=== PASSAGE PROVIDED ===
To be honest your story was very heartbreaking to read. Sadly the majority of people within the Lord's church have been taught incorrectly regarding divorce and remarriage that it is very difficult to convince them their understanding of this topic is flawed. It is even more impossible to convince ministers, elders, and deacons that it is even possible they are incorrect on this as well. As much knowledge as I have of God's Word and especially of the topic of divorce and remarriage, I would most likely not be able to convince an elder, deacon, or minister they are incorrect about their understanding of divorce and remarriage. Their minds are made up for the most part. Also, with Elders we are to submit to them as shepherds of the church.

But the reality is all your sins were forgiven when you became a Christian. You should not carry any burden or punishment the rest of your life for sins that have been forgiven. God doesn't work that way under the New Covenant. Now there are always consequences for sins committed but not punishments. Many in the church confuse consequences and punishments. They will tell you your having to remain celibate the rest of your life is a consequence of the sin of adultery that continues even after you have been forgiven. But they are misunderstanding what a consequence is because consequences are not enforced by the church and not required by God.

For instance, a consequence of murder is you might be put in prison for life or even put to death by the laws of the land. But if you repent of murder, God forgives you and there are no punishments applied by God or the church. A consequence of adultery might be your spouse divorces you and your family might be torn apart for good. But requiring a life of celibacy is NOT a consequence of adultery. There is nothing in God's Word that teaches such either.

The idea the guilty person must live celibate the rest of their life comes from major assumptions made when they read what Jesus said about divorce and remarriage and what Paul said in Romans 7:2,3 as well as what Paul said in I Cor.7:10,11. There are many problems with their assumptions. When you carefully study the words of Jesus on divorce and remarriage it is very clear He was not giving guidance to Christians but rather correcting the Pharisees teachings of divorce and remarriage based upon Deut.24:1-3.

Most within the Lord's church focus on Matthew 19:9. They ignore the proper context. I find similarities in their approach to divorce and remarriage and those who believe in faith only. They focus primarily on one verse or passage and ignore passages which conflict with their understanding of that verse or passage. The problem with their application of Romans 7:2,3 is divorce is never mentioned and the purpose of that passage was not to teach about divorce and remarriage but rather to help us understand what it means to become a Chirstian. Paul is using just one aspect of marriage to explain that those who were once bound to the Law of Moses are now free to be joined to the New Covenant because the Old Covenant is dead.
=== EXTRACTED INFORMATION ===
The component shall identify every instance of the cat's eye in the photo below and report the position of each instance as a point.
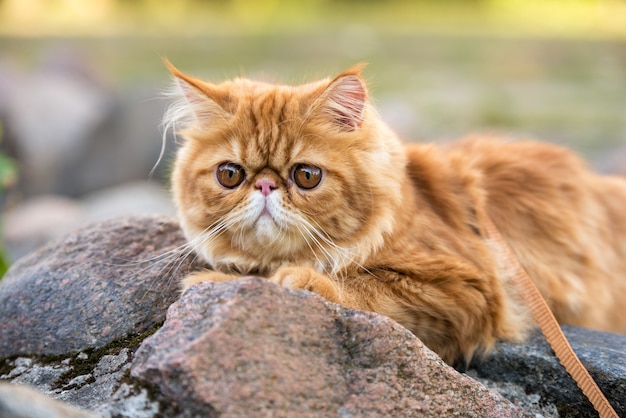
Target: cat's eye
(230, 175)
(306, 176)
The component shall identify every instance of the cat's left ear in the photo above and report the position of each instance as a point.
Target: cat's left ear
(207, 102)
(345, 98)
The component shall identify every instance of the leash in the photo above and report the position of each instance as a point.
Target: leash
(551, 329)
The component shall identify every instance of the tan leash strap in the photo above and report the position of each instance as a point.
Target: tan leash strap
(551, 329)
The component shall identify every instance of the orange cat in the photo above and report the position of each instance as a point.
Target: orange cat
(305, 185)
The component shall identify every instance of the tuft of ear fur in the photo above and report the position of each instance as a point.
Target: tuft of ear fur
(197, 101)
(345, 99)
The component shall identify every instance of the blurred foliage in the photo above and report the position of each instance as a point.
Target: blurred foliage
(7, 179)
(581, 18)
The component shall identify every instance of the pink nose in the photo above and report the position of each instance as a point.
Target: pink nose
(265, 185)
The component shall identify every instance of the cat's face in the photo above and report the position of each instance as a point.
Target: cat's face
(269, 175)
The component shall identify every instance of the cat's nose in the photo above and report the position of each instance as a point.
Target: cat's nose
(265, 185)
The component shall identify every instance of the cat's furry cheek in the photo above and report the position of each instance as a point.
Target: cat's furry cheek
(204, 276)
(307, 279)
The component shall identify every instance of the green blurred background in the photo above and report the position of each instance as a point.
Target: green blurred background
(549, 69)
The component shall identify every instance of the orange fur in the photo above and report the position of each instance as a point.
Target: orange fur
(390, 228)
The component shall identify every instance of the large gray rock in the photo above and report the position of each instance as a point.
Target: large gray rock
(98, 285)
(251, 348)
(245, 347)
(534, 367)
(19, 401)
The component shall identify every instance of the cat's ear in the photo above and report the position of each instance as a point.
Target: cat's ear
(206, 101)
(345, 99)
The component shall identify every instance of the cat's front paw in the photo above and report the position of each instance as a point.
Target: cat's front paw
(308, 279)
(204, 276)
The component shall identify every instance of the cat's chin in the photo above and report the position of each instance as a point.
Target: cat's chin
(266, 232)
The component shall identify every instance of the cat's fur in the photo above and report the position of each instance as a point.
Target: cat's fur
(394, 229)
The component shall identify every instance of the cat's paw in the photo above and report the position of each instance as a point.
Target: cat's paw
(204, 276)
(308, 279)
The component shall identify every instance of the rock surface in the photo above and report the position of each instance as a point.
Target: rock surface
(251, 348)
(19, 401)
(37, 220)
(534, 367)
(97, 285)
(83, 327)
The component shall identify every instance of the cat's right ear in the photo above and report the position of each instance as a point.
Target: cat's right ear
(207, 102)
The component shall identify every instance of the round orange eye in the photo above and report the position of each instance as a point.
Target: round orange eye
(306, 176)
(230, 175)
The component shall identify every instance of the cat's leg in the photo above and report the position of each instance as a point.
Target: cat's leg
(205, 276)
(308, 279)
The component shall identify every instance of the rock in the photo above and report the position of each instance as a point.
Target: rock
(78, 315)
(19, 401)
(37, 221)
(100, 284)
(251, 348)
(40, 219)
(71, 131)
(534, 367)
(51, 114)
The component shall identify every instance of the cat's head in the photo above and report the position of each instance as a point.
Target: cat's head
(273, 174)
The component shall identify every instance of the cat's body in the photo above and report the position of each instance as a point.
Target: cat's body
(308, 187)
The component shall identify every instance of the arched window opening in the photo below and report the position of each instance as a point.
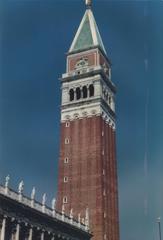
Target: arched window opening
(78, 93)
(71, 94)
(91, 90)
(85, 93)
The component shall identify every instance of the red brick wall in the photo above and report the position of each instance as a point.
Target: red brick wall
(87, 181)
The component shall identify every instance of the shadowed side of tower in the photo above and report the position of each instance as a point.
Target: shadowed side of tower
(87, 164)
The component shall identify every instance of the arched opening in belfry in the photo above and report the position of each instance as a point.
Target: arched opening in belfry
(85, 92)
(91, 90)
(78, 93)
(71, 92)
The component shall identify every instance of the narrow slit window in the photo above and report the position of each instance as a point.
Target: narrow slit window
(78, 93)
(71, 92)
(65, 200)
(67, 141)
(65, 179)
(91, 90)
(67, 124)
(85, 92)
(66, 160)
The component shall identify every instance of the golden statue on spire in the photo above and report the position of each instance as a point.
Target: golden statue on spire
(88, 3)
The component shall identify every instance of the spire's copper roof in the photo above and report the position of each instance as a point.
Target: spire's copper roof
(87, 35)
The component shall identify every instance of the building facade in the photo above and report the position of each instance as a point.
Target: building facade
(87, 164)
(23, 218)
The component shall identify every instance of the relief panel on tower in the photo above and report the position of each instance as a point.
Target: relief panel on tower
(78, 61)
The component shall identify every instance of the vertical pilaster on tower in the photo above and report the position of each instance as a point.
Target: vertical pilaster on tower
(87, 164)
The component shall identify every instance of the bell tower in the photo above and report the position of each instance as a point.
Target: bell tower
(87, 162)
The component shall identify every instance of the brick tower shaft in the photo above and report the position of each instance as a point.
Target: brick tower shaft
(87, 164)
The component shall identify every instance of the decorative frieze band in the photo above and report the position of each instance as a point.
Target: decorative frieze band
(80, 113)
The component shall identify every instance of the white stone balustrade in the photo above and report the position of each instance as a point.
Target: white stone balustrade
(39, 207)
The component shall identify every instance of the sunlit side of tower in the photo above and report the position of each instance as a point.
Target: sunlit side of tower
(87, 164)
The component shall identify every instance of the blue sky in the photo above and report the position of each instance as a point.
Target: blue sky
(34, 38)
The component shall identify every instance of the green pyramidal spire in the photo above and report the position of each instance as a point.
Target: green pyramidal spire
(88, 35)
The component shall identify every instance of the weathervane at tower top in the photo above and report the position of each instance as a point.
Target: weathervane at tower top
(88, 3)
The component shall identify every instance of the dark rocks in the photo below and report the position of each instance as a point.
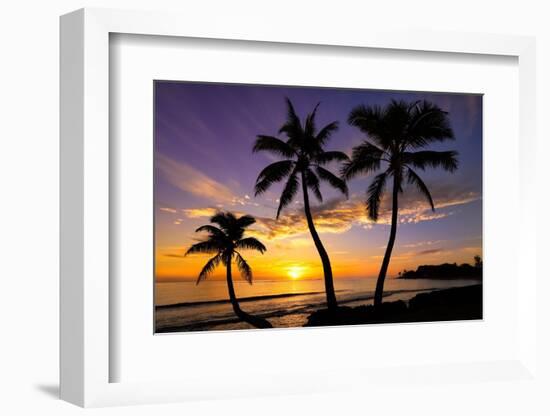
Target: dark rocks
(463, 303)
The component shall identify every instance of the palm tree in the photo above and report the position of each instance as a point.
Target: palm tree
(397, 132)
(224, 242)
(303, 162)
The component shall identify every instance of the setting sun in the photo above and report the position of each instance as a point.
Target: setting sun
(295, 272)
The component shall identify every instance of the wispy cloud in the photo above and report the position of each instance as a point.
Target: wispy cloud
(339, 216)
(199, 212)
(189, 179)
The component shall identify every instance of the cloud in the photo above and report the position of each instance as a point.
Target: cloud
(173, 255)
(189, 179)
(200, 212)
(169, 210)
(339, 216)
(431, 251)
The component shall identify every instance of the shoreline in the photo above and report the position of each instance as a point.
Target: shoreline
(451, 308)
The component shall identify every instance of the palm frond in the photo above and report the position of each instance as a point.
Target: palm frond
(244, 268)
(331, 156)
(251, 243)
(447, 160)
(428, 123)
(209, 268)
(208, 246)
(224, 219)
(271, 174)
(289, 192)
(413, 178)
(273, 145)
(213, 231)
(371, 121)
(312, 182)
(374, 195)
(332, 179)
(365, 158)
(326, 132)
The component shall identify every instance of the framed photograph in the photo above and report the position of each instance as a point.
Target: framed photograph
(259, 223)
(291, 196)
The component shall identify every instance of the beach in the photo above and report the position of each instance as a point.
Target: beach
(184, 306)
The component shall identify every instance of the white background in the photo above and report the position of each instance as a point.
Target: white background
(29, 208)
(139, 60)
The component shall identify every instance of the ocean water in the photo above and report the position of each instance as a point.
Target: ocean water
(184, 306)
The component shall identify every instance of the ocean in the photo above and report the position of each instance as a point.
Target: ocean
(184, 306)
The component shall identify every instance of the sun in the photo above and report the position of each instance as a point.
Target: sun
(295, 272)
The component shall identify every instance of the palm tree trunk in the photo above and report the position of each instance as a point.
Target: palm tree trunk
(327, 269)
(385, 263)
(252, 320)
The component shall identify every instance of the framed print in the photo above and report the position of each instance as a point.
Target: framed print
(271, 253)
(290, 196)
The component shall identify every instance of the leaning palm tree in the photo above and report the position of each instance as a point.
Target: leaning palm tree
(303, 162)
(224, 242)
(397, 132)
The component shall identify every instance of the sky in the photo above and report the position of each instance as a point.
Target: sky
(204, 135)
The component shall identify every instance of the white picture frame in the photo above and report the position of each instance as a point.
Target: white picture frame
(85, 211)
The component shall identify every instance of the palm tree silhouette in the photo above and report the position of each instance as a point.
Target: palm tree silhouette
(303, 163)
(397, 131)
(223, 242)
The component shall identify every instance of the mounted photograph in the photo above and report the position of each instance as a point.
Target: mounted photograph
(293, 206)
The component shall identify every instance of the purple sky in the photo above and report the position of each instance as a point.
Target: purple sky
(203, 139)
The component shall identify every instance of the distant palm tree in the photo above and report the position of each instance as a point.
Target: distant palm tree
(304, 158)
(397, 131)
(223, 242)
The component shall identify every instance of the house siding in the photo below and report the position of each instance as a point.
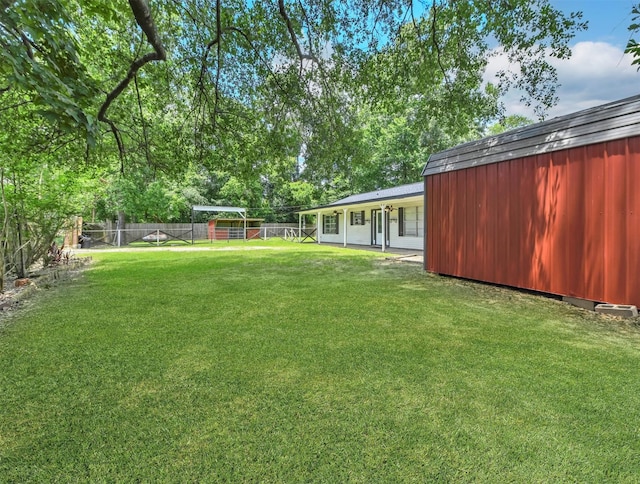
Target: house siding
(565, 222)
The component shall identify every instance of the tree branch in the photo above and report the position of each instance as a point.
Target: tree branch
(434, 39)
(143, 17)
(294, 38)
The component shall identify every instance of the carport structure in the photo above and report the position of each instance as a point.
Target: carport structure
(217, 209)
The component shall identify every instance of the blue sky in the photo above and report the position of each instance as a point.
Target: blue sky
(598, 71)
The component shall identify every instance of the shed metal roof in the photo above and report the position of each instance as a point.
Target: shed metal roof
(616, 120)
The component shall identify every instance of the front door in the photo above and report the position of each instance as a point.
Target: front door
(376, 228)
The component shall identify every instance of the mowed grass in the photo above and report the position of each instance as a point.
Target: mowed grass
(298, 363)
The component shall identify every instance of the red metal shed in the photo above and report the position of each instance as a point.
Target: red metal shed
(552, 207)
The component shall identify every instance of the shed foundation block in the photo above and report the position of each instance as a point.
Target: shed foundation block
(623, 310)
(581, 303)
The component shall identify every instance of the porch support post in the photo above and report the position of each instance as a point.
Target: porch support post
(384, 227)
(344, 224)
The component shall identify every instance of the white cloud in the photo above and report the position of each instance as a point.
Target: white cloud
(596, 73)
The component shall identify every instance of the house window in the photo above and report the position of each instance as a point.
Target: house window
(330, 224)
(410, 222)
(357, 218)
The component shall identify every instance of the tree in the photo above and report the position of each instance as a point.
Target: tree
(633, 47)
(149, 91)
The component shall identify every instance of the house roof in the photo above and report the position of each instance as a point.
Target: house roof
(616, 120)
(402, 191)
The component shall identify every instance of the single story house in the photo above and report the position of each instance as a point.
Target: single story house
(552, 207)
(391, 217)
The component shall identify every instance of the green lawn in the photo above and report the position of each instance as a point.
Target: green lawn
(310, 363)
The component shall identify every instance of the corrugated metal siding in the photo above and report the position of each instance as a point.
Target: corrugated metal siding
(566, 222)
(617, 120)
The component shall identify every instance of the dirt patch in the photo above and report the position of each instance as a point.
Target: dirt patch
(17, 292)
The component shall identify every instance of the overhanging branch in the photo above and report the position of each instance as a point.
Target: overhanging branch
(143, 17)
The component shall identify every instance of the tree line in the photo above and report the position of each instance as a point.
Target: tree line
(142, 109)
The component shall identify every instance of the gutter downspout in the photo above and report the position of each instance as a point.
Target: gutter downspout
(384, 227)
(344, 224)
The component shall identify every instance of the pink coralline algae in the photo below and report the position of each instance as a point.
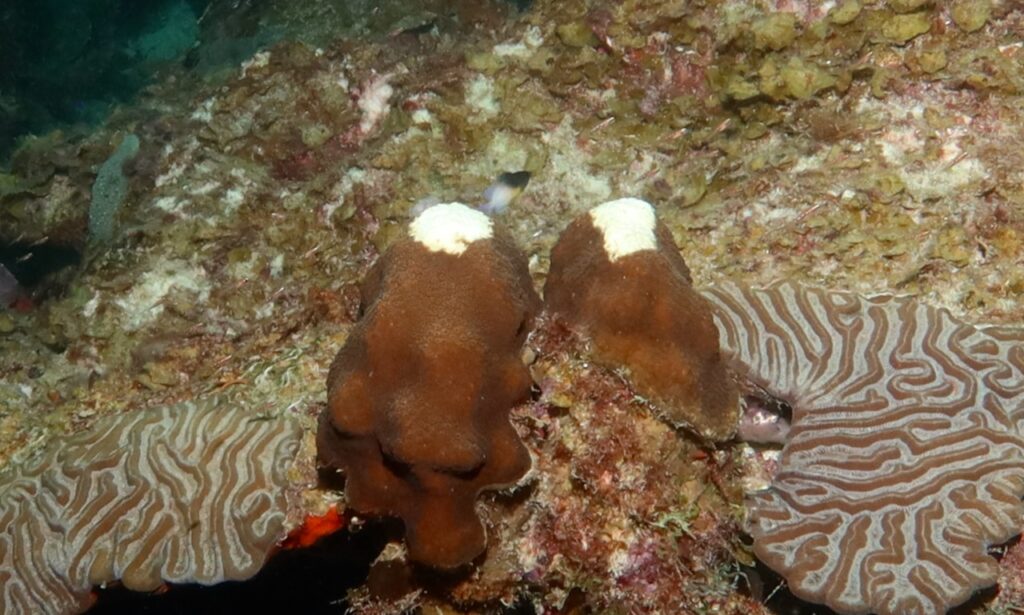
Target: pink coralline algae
===
### REQUESTS:
1. Answer these questions from the passage on divorce and remarriage:
(a) What might be a consequence of murder under the laws of the land?
(b) Which verse do most within the Lord's church focus on?
(c) Which passage in Deuteronomy were the Pharisees' teachings on divorce and remarriage based on?
2. Quote the passage on divorce and remarriage word for word, taking the stretch from "For instance, a" through "teaches such either.".
3. Continue the passage on divorce and remarriage, picking up after its last sentence.
The listing has nothing to do with the passage on divorce and remarriage.

### FINAL RESULTS:
1.
(a) Being put in prison for life or even put to death.
(b) Matthew 19:9.
(c) Deut. 24:1-3.

2.
For instance, a consequence of murder is you might be put in prison for life or even put to death by the laws of the land. But if you repent of murder, God forgives you and there are no punishments applied by God or the church. A consequence of adultery might be your spouse divorces you and your family might be torn apart for good. But requiring a life of celibacy is NOT a consequence of adultery. There is nothing in God's Word that teaches such either.

3.
The problem with their understanding of I Cor.7:10,11 is they assume it is speaking of divorce when it is actually about separation or abandonment. When Paul wrote this, only men were able to divorce. Also, if a couple is divorced, there is no way to simply "reconcile" with that spouse. You can only marry that person all over again. Why? Because divorce always ends a marriage. There is no evidence that some divorces are not recognized by God as ending a marriage; even when the reason is sindul or selfish or petty.

It is important for us to realize there are no instructions on how to perform a "Christian" marriage or how to get a "Christian" divorce. God leaves that to the laws of the countries we live in. Now having said that, obviously some things like incestuous or homosexual marriages would not ever be recognized by God as real marriages even if the law of the land chooses to recognize them as real marriages. Sadly we are beginning to see states permitting same sex marriages. But there isn't any indication a person who commits adultery under the New Covenant is no longer permitted to have a marriage or if he does marry, his marriage is considered by God to be an "adulterous marriage". I don't believe it is even possible to have an "adulterous marriage".

I read a book by a very highly respected Bible Scholar a while back. The book is called "Divorce and Remarriage In The Early Church" by Pat Harrell. He was well respected even outside the Lord's church as a great Bible scholar. He was also a minister in the church of Christ. In the book, he investigated historical records of the first 400 years AD and found that no one was told they had an adulterous marriage in that first 400 years after the church was established. No one was instructed they must divorce their current spouse and either return to their original spouse or live a life of celibacy to be right with God. He didn't find that anyone was interrogated about their current marriage and marital history prior to being permitted to be water baptized either. Also, we see no example of any such thing occurring within the New Testament.

Think on this too. Many men had divorced for reasons other than fornication in Israel. Most of the Pharisees taught a man could divorce his wife for any reason. So on the day of Pentecost when over 3000 souls were saved (i.e. water baptized), none were told they had adulterous marriages and must divorce and live celibate to be right with God and permitted to become Christians. I would think the percentage of men who were in their second or third marriage when they became Christians was fairly high.

So, this is my advice to you. I believe you and the woman you love are free to marry each other and would not be living a sinful life if you marry and remain true to each other the rest of your lives. BUT, sadly you will have problems if you remain where you are and continue to worship with that congregation. It is a sad reality. If I were you, I would marry her and then move somewhere where nobody knows either of you. Join a congregation and if they inquire of your past just tell them according to God's Word you are free to be married to your new wife without sin. They do not need to know any details and you would not be lying because the truth is you will not be living in adultery if you marry her and are faithful to her.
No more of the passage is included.